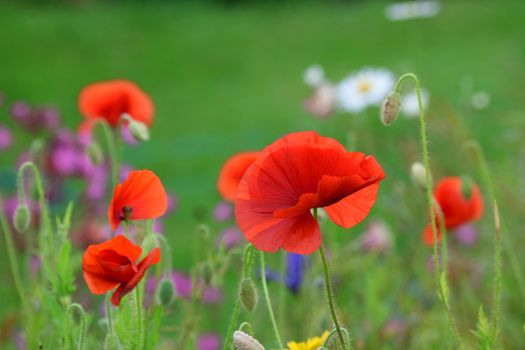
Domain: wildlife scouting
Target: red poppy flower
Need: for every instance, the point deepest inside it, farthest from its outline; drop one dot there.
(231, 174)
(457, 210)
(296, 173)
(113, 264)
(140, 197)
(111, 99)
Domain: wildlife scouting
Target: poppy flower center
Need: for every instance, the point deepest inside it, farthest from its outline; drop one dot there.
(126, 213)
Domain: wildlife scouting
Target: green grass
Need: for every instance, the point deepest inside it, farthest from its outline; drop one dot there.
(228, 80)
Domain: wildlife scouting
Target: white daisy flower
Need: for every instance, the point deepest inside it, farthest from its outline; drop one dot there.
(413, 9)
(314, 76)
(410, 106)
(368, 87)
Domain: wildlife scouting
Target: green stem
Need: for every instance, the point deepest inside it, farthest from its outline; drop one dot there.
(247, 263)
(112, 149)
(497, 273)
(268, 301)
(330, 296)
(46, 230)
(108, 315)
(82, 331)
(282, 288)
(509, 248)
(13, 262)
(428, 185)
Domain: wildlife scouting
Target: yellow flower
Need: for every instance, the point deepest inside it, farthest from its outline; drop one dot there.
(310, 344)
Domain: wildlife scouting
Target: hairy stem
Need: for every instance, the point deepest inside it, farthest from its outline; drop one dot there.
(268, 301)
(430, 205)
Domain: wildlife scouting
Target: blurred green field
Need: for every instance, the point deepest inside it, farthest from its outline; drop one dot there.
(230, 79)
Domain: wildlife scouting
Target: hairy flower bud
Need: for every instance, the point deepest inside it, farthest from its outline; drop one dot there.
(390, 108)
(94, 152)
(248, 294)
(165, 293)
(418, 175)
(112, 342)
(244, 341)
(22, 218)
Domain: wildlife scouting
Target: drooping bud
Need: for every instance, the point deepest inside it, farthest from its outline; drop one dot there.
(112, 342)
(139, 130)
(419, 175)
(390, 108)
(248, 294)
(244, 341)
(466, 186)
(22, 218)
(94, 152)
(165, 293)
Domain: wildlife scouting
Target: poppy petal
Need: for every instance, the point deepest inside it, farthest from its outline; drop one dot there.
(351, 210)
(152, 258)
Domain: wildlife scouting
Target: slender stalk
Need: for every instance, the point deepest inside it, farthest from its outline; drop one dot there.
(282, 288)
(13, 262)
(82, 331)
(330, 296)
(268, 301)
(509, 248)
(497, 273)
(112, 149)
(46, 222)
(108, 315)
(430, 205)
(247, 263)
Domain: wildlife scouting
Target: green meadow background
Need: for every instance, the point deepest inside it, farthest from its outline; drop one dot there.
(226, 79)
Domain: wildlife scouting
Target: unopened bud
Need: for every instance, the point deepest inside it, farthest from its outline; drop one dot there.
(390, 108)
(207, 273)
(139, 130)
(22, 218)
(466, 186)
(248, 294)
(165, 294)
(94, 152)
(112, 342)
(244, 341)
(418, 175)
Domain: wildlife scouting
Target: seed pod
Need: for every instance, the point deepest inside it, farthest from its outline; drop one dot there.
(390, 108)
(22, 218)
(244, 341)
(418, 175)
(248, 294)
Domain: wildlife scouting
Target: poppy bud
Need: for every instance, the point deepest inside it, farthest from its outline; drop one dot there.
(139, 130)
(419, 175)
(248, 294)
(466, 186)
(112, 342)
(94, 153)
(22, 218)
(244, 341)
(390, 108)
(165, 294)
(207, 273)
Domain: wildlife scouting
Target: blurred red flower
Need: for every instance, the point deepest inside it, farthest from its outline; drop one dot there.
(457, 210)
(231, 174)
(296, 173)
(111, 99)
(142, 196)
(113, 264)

^^^^^^^^

Exercise directions
Give the material again exactly as it is, but keep the pictures out.

Output for this exercise
Domain: wildlife scouting
Target: red poppy flower
Need: for every instance, the point deepest inside it, farthest from its outline; drop one dot there.
(231, 174)
(457, 210)
(296, 173)
(113, 264)
(140, 197)
(111, 99)
Domain: wildlife scouting
Target: poppy flower center
Need: for every instance, the point deepest inside it, farthest from its outline; drop one dot there.
(126, 213)
Domain: wildlife scouting
Target: green grass
Need: for every instance, the point deepest inside it, farthest from its outline; drop one dot there.
(228, 80)
Domain: wildlife scouting
Target: white daisy flower
Need: for every instance, the point deepest inside it, farthest from its outline; drop one dot there.
(413, 9)
(314, 76)
(410, 106)
(368, 87)
Domain: wildlife scouting
Target: green stem
Need: for every instance, the point deepest inside it, farthest from its outline; drop one dot there.
(247, 263)
(112, 149)
(497, 273)
(268, 301)
(330, 296)
(46, 230)
(108, 315)
(82, 331)
(282, 288)
(509, 248)
(13, 262)
(428, 185)
Domain: wildlife scouting
Target: yellow flower
Need: for every instance, the point deepest inside it, farthest from its outline; drop one dot there.
(310, 344)
Domain: wildlife scouting
Target: hairy stem
Need: for every instance, the point deepest inside it, farthest from its outline; drop one dot there.
(268, 301)
(430, 205)
Domain: wildlife scouting
Target: blurred green field
Need: for every instance, the point deepest inside it, farthest from its outline; drop one dot there.
(230, 79)
Domain: wildlife scouting
Target: hairy flower bud
Need: for every instance, the point deepest inside it, farthest from its outline; drop one dot there.
(390, 108)
(94, 152)
(248, 294)
(165, 293)
(418, 175)
(112, 342)
(244, 341)
(22, 218)
Domain: wildlife scouting
Target: drooping bud
Need: for every instance, the point deepest inside it, farthest from its outline; drop one dot there.
(112, 342)
(139, 130)
(419, 175)
(390, 108)
(248, 294)
(244, 341)
(466, 186)
(22, 218)
(94, 152)
(165, 293)
Domain: wildlife scouting
Target: poppy petal
Need: for every instance, the point deepest inside it, farthest from its outline; drop one dot there.
(351, 210)
(152, 258)
Domain: wildlife scouting
Target: slender stalk
Need: for every instance, the point deepest inside it, farthest from its outline; drop one dot there.
(282, 288)
(13, 262)
(82, 331)
(330, 296)
(268, 301)
(509, 248)
(497, 273)
(112, 149)
(46, 222)
(108, 315)
(430, 205)
(247, 263)
Domain: wildlife scouting
Target: green meadow background
Need: for every instance, the point deepest inside it, farthest from its outline; drop one dot there.
(226, 79)
Domain: wildlife scouting
Target: unopened bud
Need: for every instance, the point deepest inside it, farthest from its outline; drop one dot there.
(390, 108)
(207, 273)
(139, 130)
(22, 218)
(466, 186)
(248, 294)
(165, 294)
(94, 152)
(112, 342)
(244, 341)
(418, 175)
Domain: wildlife scouting
Target: seed pod
Need: for every instance, the point deepest inside it, farthest from its outline; drop one dot there.
(390, 108)
(22, 218)
(244, 341)
(418, 175)
(248, 294)
Domain: wildlife scouting
Target: poppy bud
Need: for every instance, the point deepest inside it, farthest from its outline; drop one dot there.
(139, 130)
(419, 175)
(248, 294)
(466, 186)
(112, 342)
(94, 153)
(22, 218)
(244, 341)
(390, 108)
(165, 294)
(207, 273)
Domain: wildlife scouting
Target: blurred red flower
Need: for every instance, the point deepest inside it, farthest from its outline; drop one dot there.
(457, 210)
(231, 174)
(296, 173)
(111, 99)
(142, 196)
(113, 264)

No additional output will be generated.